Photo-based referring expression data:
▼

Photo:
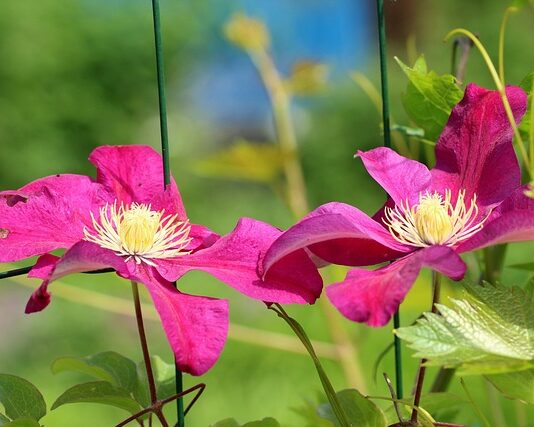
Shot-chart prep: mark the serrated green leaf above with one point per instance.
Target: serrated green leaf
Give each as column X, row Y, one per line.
column 360, row 411
column 489, row 331
column 20, row 398
column 429, row 98
column 244, row 160
column 266, row 422
column 515, row 385
column 3, row 419
column 23, row 422
column 98, row 392
column 108, row 366
column 228, row 422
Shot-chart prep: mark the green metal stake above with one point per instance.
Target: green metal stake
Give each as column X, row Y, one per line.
column 160, row 67
column 387, row 143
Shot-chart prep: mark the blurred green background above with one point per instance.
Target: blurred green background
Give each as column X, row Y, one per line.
column 77, row 74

▲

:: What you should do ::
Restate each entry word for word; omit the pictures.

:: Solution for this problem ::
Photo:
Shot-chart prep: mark the serrated green leaf above with one point per instance.
Target: serrated green leaf
Give each as column X, row Y, one per line.
column 360, row 411
column 489, row 331
column 20, row 398
column 429, row 98
column 244, row 160
column 266, row 422
column 515, row 385
column 3, row 419
column 23, row 422
column 98, row 392
column 108, row 366
column 228, row 422
Shot-chart prep: mark the green metal stake above with one point per instance.
Target: green metal stake
Give each as column X, row Y, one per line.
column 160, row 67
column 387, row 143
Shot-chart prep: mark the blurred green background above with one point per instance.
Target: blurred green background
Give each as column X, row Y, one per line.
column 77, row 74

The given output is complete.